» **Point localization data**
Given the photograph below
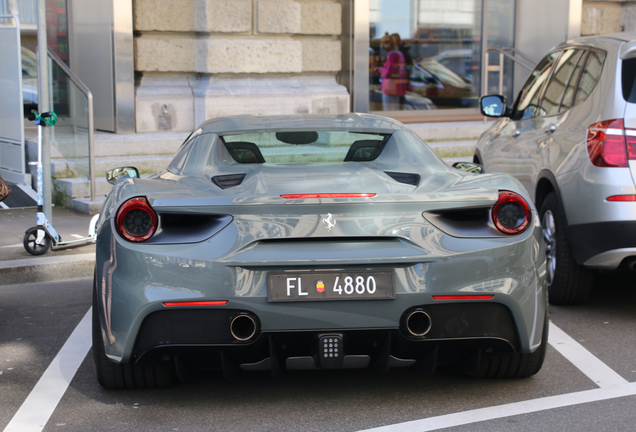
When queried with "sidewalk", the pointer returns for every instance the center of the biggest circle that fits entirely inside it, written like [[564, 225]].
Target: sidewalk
[[18, 266]]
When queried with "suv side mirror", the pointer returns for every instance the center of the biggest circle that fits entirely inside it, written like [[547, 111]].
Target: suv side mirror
[[469, 167], [116, 174], [492, 106]]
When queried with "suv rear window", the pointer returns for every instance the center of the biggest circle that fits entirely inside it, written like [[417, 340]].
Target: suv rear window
[[629, 79]]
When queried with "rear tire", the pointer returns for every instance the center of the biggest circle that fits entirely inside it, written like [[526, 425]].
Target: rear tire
[[517, 365], [568, 283], [113, 375]]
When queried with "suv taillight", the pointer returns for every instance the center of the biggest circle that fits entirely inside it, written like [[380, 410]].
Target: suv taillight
[[610, 144]]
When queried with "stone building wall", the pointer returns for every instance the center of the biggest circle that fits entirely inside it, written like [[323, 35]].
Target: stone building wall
[[199, 59], [608, 16]]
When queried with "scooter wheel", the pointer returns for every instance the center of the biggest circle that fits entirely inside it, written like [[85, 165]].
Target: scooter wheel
[[30, 242]]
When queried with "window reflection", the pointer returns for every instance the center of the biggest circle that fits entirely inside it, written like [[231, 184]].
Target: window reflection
[[425, 54]]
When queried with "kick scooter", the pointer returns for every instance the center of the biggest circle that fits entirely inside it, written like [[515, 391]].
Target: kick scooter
[[39, 239]]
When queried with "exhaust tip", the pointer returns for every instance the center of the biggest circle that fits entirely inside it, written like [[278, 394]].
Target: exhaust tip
[[417, 323], [243, 327]]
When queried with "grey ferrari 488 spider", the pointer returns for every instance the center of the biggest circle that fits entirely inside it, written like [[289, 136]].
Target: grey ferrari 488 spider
[[315, 242]]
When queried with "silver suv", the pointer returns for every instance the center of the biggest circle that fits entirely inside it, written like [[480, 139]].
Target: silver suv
[[570, 138]]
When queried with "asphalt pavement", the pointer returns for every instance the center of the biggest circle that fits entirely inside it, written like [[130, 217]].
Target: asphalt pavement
[[18, 266]]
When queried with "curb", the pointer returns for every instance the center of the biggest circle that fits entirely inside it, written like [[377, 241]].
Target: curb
[[47, 269]]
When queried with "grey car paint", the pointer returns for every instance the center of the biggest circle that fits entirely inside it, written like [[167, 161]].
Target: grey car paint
[[388, 231], [553, 148]]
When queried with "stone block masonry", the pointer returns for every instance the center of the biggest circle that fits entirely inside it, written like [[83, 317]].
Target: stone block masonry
[[198, 59]]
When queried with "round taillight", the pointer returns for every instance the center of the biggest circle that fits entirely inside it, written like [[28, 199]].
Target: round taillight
[[136, 221], [511, 213]]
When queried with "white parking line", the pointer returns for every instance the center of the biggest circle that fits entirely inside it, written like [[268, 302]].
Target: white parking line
[[612, 386], [602, 375], [509, 410], [47, 393]]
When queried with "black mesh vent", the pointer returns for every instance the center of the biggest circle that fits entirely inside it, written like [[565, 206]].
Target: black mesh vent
[[406, 178], [229, 180]]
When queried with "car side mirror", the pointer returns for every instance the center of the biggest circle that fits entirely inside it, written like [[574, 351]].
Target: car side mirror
[[116, 174], [492, 106], [470, 167]]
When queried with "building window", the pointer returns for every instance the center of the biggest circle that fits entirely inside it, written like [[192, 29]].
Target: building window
[[425, 54]]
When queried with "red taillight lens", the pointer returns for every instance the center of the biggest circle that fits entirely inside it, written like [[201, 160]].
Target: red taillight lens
[[330, 195], [609, 144], [196, 303], [622, 198], [136, 221], [511, 213], [464, 297]]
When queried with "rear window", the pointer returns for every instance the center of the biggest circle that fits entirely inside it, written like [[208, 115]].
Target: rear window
[[304, 146], [591, 75], [629, 78]]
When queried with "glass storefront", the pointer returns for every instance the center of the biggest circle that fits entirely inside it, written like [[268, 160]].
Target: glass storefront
[[426, 54]]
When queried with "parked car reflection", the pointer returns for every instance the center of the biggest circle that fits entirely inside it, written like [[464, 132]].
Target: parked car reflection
[[441, 85]]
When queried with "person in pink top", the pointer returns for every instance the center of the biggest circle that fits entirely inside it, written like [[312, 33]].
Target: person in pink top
[[394, 74]]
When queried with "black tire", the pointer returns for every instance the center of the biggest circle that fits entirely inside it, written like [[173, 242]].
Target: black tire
[[568, 283], [113, 375], [30, 236], [517, 365]]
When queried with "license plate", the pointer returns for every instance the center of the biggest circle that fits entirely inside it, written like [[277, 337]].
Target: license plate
[[327, 286]]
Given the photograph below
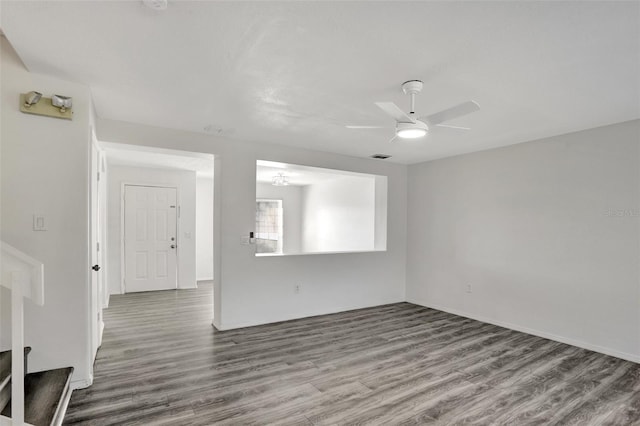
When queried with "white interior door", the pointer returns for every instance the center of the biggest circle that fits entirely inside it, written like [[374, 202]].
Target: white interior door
[[96, 323], [150, 230]]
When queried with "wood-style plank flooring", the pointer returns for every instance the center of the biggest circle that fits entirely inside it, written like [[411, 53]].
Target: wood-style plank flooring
[[161, 362]]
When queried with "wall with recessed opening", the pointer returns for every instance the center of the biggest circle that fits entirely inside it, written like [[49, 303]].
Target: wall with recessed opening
[[250, 290]]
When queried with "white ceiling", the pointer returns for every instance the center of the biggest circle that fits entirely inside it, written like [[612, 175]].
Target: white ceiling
[[158, 158], [295, 73], [301, 175]]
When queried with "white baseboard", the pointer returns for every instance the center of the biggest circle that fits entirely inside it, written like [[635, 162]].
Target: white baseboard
[[543, 334], [81, 383], [232, 326]]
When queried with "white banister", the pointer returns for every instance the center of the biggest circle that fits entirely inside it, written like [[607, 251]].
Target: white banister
[[24, 275]]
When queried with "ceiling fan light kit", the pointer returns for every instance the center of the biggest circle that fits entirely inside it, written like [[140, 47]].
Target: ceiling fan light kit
[[410, 127], [411, 130]]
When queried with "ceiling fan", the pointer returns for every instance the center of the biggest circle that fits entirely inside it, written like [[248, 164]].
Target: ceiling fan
[[408, 126]]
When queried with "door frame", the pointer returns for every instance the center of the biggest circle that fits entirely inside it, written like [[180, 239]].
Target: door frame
[[123, 186]]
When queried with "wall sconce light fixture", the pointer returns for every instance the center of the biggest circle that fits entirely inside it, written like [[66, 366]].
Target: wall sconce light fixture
[[57, 106], [62, 102]]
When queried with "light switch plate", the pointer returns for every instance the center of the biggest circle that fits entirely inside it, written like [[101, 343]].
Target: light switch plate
[[39, 223]]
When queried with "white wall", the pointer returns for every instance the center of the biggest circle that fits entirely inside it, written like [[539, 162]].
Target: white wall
[[45, 169], [339, 215], [204, 228], [291, 197], [530, 228], [185, 181], [251, 290]]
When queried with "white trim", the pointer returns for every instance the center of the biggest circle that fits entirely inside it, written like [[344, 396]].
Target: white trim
[[233, 326], [81, 383], [543, 334], [178, 242]]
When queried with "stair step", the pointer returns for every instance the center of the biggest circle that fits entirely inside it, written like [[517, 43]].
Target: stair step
[[5, 365], [46, 394], [5, 375]]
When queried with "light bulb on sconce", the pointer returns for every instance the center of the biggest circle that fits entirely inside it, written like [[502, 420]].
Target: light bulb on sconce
[[57, 106], [62, 102]]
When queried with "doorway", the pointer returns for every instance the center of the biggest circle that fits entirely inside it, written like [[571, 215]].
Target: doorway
[[150, 238]]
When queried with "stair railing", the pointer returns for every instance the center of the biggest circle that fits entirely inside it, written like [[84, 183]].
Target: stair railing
[[24, 276]]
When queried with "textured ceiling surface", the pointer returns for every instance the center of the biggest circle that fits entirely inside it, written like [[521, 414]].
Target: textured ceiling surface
[[296, 73]]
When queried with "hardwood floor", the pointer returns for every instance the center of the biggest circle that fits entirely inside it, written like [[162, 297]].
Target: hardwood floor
[[161, 362]]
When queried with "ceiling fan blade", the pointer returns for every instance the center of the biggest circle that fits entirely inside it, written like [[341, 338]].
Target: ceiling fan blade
[[394, 111], [449, 126], [451, 113]]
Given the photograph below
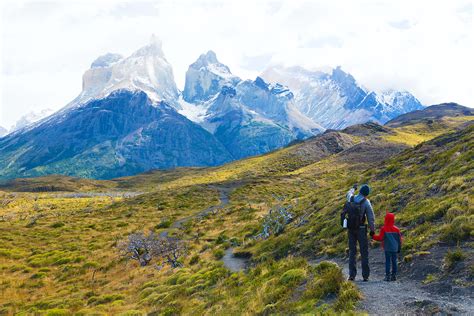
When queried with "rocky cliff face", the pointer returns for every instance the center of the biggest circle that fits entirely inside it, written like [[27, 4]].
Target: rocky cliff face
[[122, 134], [206, 77], [334, 99], [130, 116]]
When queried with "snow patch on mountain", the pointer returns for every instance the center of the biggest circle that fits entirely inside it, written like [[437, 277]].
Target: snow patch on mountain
[[334, 99], [145, 70], [206, 77], [3, 131], [30, 118]]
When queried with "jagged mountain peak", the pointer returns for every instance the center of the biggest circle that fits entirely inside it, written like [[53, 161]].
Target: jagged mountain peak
[[206, 77], [106, 60], [154, 47], [146, 70], [334, 98], [208, 58]]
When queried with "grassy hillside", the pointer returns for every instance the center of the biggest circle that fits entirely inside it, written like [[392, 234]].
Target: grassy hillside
[[58, 247]]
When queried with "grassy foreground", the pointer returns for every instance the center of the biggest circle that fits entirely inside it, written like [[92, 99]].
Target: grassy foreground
[[58, 251]]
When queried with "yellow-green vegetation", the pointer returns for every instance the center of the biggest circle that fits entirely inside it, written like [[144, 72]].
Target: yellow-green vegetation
[[420, 132], [58, 250]]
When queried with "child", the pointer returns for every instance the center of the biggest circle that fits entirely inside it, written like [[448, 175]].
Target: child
[[391, 239]]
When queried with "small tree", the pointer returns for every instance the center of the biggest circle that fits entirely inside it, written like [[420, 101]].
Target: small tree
[[144, 248], [137, 247]]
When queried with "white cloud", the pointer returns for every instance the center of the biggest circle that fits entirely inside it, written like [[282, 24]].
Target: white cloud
[[422, 46]]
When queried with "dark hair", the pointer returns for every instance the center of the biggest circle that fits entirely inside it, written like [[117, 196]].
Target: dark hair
[[365, 190]]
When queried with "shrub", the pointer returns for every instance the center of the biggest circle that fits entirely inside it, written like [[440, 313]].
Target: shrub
[[194, 259], [144, 248], [293, 277], [164, 224], [218, 253], [453, 257], [461, 228], [57, 225], [56, 312], [347, 298]]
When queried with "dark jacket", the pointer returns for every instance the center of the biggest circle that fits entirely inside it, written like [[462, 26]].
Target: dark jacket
[[390, 235], [366, 207]]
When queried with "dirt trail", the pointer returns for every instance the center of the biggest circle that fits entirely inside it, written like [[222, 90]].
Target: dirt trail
[[224, 192], [404, 296]]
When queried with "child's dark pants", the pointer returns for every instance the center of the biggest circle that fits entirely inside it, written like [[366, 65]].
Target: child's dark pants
[[390, 260]]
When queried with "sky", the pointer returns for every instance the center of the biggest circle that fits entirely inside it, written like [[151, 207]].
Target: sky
[[425, 47]]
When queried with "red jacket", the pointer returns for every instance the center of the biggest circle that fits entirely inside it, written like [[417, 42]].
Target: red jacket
[[390, 235]]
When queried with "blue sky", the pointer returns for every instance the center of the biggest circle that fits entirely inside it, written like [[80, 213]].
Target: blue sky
[[425, 47]]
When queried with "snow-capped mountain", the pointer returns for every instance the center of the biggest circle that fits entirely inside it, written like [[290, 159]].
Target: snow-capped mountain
[[145, 70], [30, 118], [206, 77], [3, 131], [130, 116], [122, 134], [334, 99], [254, 117], [248, 117]]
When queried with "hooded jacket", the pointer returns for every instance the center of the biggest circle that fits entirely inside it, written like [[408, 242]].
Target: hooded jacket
[[366, 206], [390, 235]]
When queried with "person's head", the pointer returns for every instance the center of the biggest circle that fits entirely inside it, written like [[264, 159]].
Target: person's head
[[365, 190]]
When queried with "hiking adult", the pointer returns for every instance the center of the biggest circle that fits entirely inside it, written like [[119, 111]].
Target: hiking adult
[[359, 214]]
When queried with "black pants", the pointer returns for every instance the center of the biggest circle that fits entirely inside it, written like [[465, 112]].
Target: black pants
[[361, 237], [390, 260]]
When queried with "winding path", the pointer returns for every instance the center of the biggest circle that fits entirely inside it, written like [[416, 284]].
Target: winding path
[[224, 192], [404, 296]]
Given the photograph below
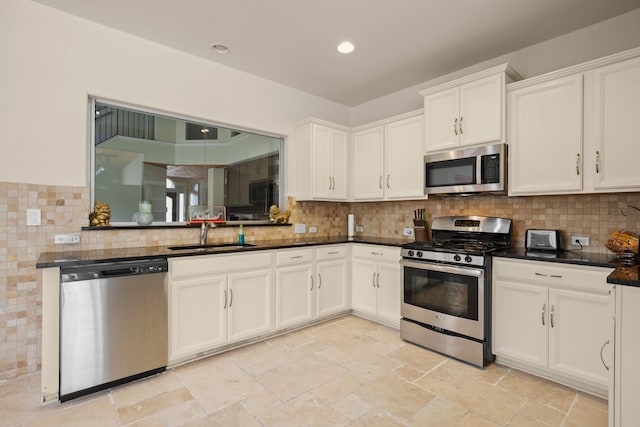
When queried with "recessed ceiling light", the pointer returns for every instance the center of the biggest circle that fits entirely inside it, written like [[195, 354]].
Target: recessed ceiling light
[[220, 49], [346, 47]]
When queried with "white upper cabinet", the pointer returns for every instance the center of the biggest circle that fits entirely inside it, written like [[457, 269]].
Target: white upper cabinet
[[612, 110], [321, 160], [545, 137], [467, 111], [573, 130], [388, 160]]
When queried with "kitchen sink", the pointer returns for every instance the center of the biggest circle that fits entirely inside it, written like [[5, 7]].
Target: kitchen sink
[[218, 246]]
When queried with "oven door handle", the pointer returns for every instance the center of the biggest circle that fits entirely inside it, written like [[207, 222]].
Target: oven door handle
[[463, 270]]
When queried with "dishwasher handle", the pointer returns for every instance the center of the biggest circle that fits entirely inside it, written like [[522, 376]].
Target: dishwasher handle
[[114, 269]]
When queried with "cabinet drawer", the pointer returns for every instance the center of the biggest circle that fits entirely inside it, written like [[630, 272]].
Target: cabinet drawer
[[376, 253], [550, 274], [324, 253], [294, 256], [180, 268]]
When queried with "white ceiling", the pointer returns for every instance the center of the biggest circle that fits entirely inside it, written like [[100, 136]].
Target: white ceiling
[[399, 43]]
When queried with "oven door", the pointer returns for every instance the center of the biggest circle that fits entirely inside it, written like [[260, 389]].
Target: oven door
[[444, 296]]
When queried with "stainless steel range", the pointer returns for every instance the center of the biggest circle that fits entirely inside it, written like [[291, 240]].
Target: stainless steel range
[[446, 301]]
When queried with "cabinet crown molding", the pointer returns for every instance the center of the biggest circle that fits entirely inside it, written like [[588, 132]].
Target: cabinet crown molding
[[576, 69], [511, 74]]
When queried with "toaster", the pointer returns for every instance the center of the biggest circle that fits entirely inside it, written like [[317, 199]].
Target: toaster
[[544, 240]]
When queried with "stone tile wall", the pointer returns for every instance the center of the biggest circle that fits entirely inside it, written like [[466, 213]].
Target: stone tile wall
[[65, 210]]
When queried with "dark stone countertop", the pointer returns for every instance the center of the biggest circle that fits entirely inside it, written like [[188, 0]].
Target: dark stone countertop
[[622, 275], [76, 258]]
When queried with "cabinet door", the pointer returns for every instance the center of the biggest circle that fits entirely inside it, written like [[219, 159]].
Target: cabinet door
[[294, 295], [404, 162], [441, 119], [368, 167], [388, 284], [338, 167], [249, 306], [363, 285], [520, 318], [545, 137], [580, 334], [198, 317], [616, 108], [321, 161], [331, 287], [481, 111]]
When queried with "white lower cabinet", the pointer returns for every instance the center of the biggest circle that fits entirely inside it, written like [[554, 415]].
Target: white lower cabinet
[[310, 283], [375, 282], [215, 301], [556, 320]]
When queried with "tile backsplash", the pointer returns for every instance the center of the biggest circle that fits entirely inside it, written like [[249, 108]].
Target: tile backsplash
[[65, 210]]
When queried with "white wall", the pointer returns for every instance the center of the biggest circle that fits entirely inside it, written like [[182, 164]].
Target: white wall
[[52, 61], [602, 39]]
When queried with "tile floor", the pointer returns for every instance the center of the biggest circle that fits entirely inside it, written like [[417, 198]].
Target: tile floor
[[345, 372]]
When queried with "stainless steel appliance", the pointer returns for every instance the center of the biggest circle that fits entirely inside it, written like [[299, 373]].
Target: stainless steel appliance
[[543, 240], [470, 170], [113, 324], [446, 295]]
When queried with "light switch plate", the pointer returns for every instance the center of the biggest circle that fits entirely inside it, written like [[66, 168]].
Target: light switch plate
[[34, 217]]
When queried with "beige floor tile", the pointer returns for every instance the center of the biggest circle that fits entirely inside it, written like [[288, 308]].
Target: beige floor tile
[[535, 388], [153, 405], [217, 383], [95, 413], [299, 377], [305, 410], [417, 357], [339, 387], [395, 396], [492, 402], [439, 412], [583, 415], [233, 416], [351, 406], [145, 388], [376, 418]]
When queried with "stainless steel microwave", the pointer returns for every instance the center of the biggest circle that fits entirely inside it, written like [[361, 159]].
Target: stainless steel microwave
[[469, 170]]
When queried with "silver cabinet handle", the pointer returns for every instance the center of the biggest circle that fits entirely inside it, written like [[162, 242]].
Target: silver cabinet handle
[[601, 357]]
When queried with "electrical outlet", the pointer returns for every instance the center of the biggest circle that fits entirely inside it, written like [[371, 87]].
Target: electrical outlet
[[66, 239], [581, 241]]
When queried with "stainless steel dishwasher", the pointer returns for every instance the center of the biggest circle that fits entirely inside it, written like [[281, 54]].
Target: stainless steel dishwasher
[[113, 324]]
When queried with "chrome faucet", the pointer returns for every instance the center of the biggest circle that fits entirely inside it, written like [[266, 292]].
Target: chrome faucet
[[204, 229]]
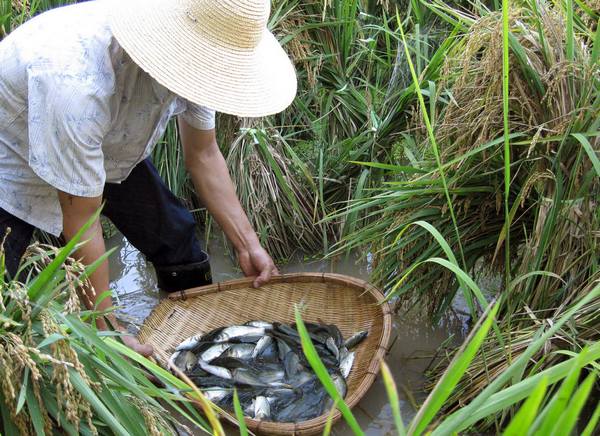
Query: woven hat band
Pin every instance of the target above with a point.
(236, 23)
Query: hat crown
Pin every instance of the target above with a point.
(235, 23)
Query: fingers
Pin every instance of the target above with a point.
(265, 276)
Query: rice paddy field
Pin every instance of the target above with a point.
(454, 147)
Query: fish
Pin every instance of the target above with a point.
(184, 360)
(265, 379)
(339, 383)
(215, 370)
(216, 395)
(262, 408)
(356, 339)
(332, 347)
(239, 351)
(265, 362)
(283, 348)
(262, 344)
(346, 364)
(291, 364)
(261, 324)
(214, 352)
(236, 332)
(189, 343)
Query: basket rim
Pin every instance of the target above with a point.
(315, 424)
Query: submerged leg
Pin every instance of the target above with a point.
(156, 222)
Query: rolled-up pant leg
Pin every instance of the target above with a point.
(16, 242)
(155, 221)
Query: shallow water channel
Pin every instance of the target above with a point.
(414, 341)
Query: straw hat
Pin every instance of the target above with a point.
(215, 53)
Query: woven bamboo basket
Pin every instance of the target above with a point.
(351, 304)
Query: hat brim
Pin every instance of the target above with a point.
(159, 37)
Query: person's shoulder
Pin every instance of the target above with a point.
(74, 38)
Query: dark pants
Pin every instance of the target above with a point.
(150, 217)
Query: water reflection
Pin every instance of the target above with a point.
(133, 282)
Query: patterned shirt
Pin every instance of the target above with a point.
(75, 112)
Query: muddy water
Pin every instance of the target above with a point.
(414, 341)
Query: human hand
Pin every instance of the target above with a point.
(256, 262)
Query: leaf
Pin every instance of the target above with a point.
(469, 414)
(550, 414)
(528, 411)
(23, 391)
(571, 414)
(392, 393)
(45, 277)
(317, 365)
(589, 150)
(35, 413)
(454, 372)
(237, 407)
(54, 337)
(592, 423)
(87, 393)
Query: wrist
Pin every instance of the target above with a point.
(247, 242)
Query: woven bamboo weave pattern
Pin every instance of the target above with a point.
(349, 303)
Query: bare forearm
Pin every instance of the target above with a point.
(213, 184)
(214, 187)
(77, 212)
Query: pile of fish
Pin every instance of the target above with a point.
(264, 362)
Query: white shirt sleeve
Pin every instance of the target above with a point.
(199, 117)
(69, 116)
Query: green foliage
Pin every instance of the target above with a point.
(59, 373)
(541, 408)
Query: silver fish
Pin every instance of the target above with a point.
(333, 348)
(214, 352)
(346, 364)
(249, 409)
(340, 384)
(238, 331)
(283, 348)
(263, 379)
(215, 370)
(291, 364)
(216, 395)
(184, 360)
(262, 345)
(262, 408)
(239, 351)
(189, 343)
(261, 324)
(356, 339)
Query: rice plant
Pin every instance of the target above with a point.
(58, 373)
(552, 218)
(550, 401)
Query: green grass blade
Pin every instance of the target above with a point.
(35, 413)
(392, 393)
(239, 414)
(568, 420)
(431, 135)
(507, 158)
(317, 365)
(23, 391)
(47, 274)
(453, 373)
(469, 414)
(590, 428)
(510, 396)
(585, 143)
(329, 422)
(549, 416)
(87, 393)
(528, 411)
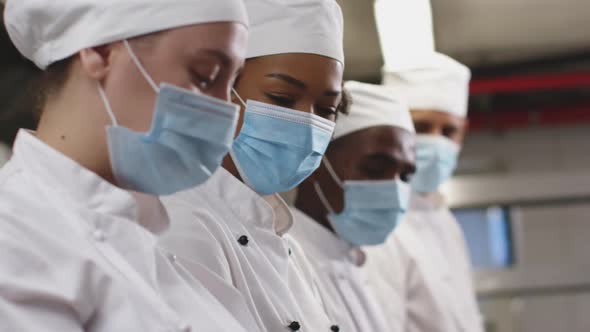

» **Exercise instructions**
Starting with the line that has "Target: license plate" and ending with the line that has "like [[374, 202]].", repeat the lines above exactly, omitting every picture.

» **Task answer**
Target: license plate
[[327, 286]]
Given the photograph below
When queried with "white interior door", the pointer returns for every instance the center of the biggest circle that fits entirely inside it, written like [[374, 202]].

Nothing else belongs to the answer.